> **RECORDS FOR THE EXERCISE**:
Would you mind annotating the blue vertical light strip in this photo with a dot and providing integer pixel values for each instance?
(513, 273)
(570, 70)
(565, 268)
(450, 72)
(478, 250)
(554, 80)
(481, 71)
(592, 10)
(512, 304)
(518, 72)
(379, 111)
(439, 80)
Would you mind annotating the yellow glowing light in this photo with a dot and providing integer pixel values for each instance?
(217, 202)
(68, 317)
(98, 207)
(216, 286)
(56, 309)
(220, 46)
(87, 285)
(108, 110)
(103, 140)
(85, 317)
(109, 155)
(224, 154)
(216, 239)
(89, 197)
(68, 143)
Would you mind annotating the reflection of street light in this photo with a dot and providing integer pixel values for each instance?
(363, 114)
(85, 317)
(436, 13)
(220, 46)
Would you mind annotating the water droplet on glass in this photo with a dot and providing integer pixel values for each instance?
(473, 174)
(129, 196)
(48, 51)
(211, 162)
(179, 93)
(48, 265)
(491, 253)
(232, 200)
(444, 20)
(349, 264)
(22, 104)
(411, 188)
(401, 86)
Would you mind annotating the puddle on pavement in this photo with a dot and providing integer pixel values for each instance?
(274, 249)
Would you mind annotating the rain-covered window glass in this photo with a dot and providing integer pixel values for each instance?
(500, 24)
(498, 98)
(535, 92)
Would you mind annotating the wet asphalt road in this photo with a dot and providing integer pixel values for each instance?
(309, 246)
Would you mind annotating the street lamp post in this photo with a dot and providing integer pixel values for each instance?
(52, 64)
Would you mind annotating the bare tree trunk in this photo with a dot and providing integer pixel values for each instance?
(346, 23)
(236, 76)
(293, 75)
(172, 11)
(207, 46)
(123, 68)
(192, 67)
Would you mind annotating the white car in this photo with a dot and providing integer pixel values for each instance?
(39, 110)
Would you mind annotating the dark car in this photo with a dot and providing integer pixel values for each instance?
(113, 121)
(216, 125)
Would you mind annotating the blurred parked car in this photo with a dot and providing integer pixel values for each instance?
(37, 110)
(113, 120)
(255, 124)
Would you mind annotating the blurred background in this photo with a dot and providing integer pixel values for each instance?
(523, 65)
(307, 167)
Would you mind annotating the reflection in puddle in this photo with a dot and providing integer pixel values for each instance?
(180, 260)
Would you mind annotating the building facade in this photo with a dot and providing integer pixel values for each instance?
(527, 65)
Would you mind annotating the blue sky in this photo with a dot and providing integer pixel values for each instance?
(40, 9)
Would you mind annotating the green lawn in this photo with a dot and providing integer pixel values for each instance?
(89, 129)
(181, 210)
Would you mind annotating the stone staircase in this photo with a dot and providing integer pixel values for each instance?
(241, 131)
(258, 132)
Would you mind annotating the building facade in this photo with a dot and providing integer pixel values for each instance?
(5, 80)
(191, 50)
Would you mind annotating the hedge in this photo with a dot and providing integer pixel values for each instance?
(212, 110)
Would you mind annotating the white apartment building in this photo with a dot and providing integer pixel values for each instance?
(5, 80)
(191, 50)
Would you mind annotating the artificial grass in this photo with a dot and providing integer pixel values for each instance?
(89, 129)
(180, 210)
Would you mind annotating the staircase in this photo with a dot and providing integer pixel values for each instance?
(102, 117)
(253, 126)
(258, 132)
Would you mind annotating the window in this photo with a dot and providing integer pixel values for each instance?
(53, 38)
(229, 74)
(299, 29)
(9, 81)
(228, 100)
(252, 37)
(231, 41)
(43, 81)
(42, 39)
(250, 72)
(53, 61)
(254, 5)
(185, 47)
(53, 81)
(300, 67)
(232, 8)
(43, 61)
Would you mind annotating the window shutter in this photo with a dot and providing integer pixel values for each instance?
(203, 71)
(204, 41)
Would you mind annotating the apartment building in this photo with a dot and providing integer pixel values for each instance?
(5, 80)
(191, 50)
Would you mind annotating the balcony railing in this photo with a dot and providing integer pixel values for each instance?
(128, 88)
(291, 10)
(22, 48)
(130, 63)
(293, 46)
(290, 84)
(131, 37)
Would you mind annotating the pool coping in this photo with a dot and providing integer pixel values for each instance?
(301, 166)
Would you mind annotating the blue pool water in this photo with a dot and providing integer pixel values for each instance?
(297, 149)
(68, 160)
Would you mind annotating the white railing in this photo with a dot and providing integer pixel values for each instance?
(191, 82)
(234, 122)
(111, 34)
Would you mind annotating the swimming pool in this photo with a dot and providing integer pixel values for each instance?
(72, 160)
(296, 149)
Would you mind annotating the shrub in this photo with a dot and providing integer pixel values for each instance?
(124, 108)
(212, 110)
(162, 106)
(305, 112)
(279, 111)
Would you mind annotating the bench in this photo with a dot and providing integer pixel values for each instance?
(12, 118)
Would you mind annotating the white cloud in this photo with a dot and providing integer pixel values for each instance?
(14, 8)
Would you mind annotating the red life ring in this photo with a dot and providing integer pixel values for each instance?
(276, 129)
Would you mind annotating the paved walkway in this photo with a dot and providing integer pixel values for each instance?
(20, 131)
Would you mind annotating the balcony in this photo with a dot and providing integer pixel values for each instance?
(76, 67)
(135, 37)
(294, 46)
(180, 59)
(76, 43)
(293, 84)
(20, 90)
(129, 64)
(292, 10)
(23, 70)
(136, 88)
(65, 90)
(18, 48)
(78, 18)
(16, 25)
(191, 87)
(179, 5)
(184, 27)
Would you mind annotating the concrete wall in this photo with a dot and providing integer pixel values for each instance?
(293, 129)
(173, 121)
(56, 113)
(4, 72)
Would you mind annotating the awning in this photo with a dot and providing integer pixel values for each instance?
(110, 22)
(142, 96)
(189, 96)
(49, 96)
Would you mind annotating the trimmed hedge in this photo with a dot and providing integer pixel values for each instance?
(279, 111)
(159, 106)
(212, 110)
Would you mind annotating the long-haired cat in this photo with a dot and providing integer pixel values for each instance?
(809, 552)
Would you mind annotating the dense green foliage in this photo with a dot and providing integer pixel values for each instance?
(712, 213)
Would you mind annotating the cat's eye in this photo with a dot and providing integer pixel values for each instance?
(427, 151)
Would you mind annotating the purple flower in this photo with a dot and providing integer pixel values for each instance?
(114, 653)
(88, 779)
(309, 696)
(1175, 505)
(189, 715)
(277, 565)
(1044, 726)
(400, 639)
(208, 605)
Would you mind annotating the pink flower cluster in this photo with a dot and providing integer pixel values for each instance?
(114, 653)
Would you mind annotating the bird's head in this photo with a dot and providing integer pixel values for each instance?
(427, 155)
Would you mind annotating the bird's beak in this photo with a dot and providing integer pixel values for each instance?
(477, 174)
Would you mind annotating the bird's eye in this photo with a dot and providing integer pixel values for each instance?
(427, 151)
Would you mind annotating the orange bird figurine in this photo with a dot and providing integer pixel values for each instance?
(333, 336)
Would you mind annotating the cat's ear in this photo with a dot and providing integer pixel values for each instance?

> **DIRECTIONS**:
Every entry above needs to be quoted exactly.

> **WORKED SOLUTION**:
Would you mind annotating the blue vertical light strip in this photo with a dot and providing integer pixel values for each instance?
(513, 273)
(570, 70)
(565, 268)
(450, 72)
(478, 250)
(554, 80)
(481, 71)
(592, 10)
(512, 304)
(518, 72)
(379, 111)
(439, 80)
Would you mind annotating the yellow glowing light in this photo with a dot and providing integer pixel values for each instance?
(217, 202)
(68, 317)
(98, 207)
(216, 286)
(56, 309)
(220, 46)
(87, 285)
(108, 110)
(103, 140)
(85, 317)
(109, 155)
(224, 154)
(216, 239)
(89, 197)
(68, 143)
Would you mind annotating the reflection of street light in this photo with a dot and providing integer pixel values for each instance?
(363, 114)
(85, 317)
(436, 13)
(220, 46)
Would you mind annotating the water droplet on glass in this photo with a dot and providing integer pixel values for each instance?
(473, 174)
(129, 196)
(48, 51)
(211, 162)
(179, 93)
(48, 265)
(491, 253)
(232, 200)
(444, 20)
(349, 264)
(22, 104)
(411, 188)
(401, 86)
Would you mind annotating the puddle on pavement in this photo with a dot and providing integer pixel values for each instance?
(274, 249)
Would you mind annotating the rain-covered window glass in this photo with a dot and providing integer pixel values for each instance?
(500, 24)
(498, 98)
(535, 92)
Would you mind annotating the wet asphalt road in this photo with a dot and providing integer pixel values for each instance?
(309, 246)
Would you mind annotating the street lamp post in this photo with a dot and providing integer pixel values for each instance?
(52, 64)
Would you mind annotating the bare tree trunk in this photo with a dot and providing integer pixel values for each instance?
(346, 23)
(236, 76)
(293, 75)
(172, 11)
(207, 46)
(123, 68)
(192, 67)
Would you mind annotating the white car in this photo with a dot and providing integer pixel values for each instance?
(39, 110)
Would you mind annotating the dark car in this photo with a dot and providing integer pixel values for each instance?
(113, 121)
(216, 125)
Would you mind annotating the blurred parked car in this photo with a dot and providing integer pixel values for each instance?
(37, 110)
(113, 120)
(255, 124)
Would you mind annotating the blurred background in this photo with a dot and providing integer pixel values for each instance?
(523, 65)
(307, 167)
Would you mind annotating the reflection in puddle in this photo with a dot and providing integer pixel values for each instance?
(180, 260)
Would you mind annotating the building facade in this photo with a dot and providing integer pixel values for each instance?
(527, 65)
Would you mind annotating the blue sky in this photo with a dot and providing integer pixel values for each instance?
(40, 9)
Would you mind annotating the green lawn in this photo with a dot and providing integer pixel values for each instance?
(89, 129)
(181, 210)
Would you mind annotating the stone staircase in this photo with a dot and providing integer pixel values for each instance?
(241, 131)
(258, 132)
Would you mind annotating the building facade in this photo with a dot and providing integer pixel values for each instance?
(5, 80)
(191, 50)
Would you mind annotating the hedge in this photo with a dot and providing integer pixel values for each instance?
(212, 110)
Would you mind annotating the white apartment building in this photo with a dot and providing integer pixel values for each instance?
(5, 80)
(191, 50)
Would you mind annotating the artificial grass in this photo with a dot and providing integer pixel values for each instance?
(89, 129)
(180, 210)
Would you mind annotating the staircase in this photo with a dot and providing integer pixel values for each instance?
(102, 117)
(253, 126)
(258, 132)
Would you mind annotating the window in this photo with a dot and providing integer pixel values for each instance?
(53, 38)
(229, 74)
(299, 29)
(9, 81)
(228, 100)
(252, 37)
(231, 41)
(43, 81)
(42, 39)
(250, 72)
(53, 61)
(254, 5)
(185, 47)
(53, 81)
(300, 67)
(232, 8)
(43, 61)
Would you mind annotating the window shutter in this photo with a dot and providing integer pixel values for each instance?
(203, 71)
(204, 41)
Would you mind annotating the apartment building in this photo with a dot and providing integer pixel values for each instance?
(5, 80)
(191, 50)
Would you mind annotating the balcony railing in this photo with a dot and providing integer pixel values for each instance?
(128, 88)
(291, 10)
(22, 48)
(130, 63)
(293, 46)
(290, 84)
(131, 37)
Would you mind annotating the pool coping in this photo with a dot and providing integer pixel values for each instance?
(301, 166)
Would you mind annotating the blue pool water in this photo with a dot and providing integer pixel values for each instance?
(297, 149)
(68, 160)
Would you mind annotating the white railing in this photo with a dot and providing integer pixel values for each instance?
(191, 82)
(234, 122)
(111, 34)
Would you mind annotating the swimming pool in this photo with a dot and providing integer pixel values for each instance?
(72, 160)
(296, 149)
Would you mind annotating the shrub in this photo with a dot and providing integer pixel values for each instance?
(124, 108)
(212, 110)
(162, 106)
(305, 112)
(279, 111)
Would you mind annotating the bench in this photo with a dot and providing integer pixel values for each instance?
(12, 118)
Would you mind annotating the white cloud in this photo with a dot and providing integer pixel values for each instance?
(14, 8)
Would you mind annotating the red life ring in this photo with a dot and providing integer pixel values for each instance?
(276, 129)
Would you mind annotating the paved walkway in this photo with a dot and providing integer pixel values for each instance?
(20, 131)
Would you mind annotating the balcony in this photo with a dot and providing integer pixel values for each instance?
(76, 67)
(135, 37)
(294, 46)
(180, 59)
(76, 43)
(293, 84)
(20, 90)
(129, 64)
(292, 10)
(23, 70)
(136, 88)
(65, 90)
(18, 48)
(78, 18)
(16, 25)
(191, 87)
(179, 5)
(184, 27)
Would you mind annotating the concrete wall in this photo with a dot and providing integer pixel values for each instance?
(293, 129)
(173, 121)
(56, 113)
(4, 72)
Would you mind annotating the awning in this photo with a dot and providing integer pixel values for each instance?
(110, 22)
(142, 96)
(189, 96)
(49, 96)
Would you mind annotating the trimmed hedge in this photo with a dot and providing integer pixel values for each instance?
(279, 111)
(159, 106)
(212, 110)
Would you mind annotating the long-haired cat in this photo with a dot and providing integer pixel values for each instance?
(809, 552)
Would you mind annotating the dense green foliage in this photo with a dot and providing integer pixel values for each instance?
(712, 213)
Would you mind annotating the cat's eye in this photo with a dot and providing integer pixel values for each instance?
(427, 151)
Would you mind annotating the purple flower in this photo with a dot and providing integer pixel values for each instance?
(114, 653)
(88, 779)
(309, 696)
(1175, 505)
(189, 715)
(277, 565)
(1044, 726)
(400, 639)
(208, 605)
Would you mind annotating the pink flower cluster in this photo with a dot and providing integer pixel values for each instance?
(114, 653)
Would you mind annotating the bird's head in this photo with a dot and providing integer pixel values for each instance?
(427, 155)
Would you mind annotating the bird's beak in this photo with a dot and providing integer pixel values for each instance?
(477, 174)
Would you mind annotating the bird's eye in this photo with a dot and providing integer pixel values for each instance?
(427, 151)
Would you mind annotating the orange bird figurine in this photo with a dot and providing integer pixel values for each instance?
(333, 336)
Would you mind annotating the cat's ear in this photo with a dot and providing integer pixel values for each instance?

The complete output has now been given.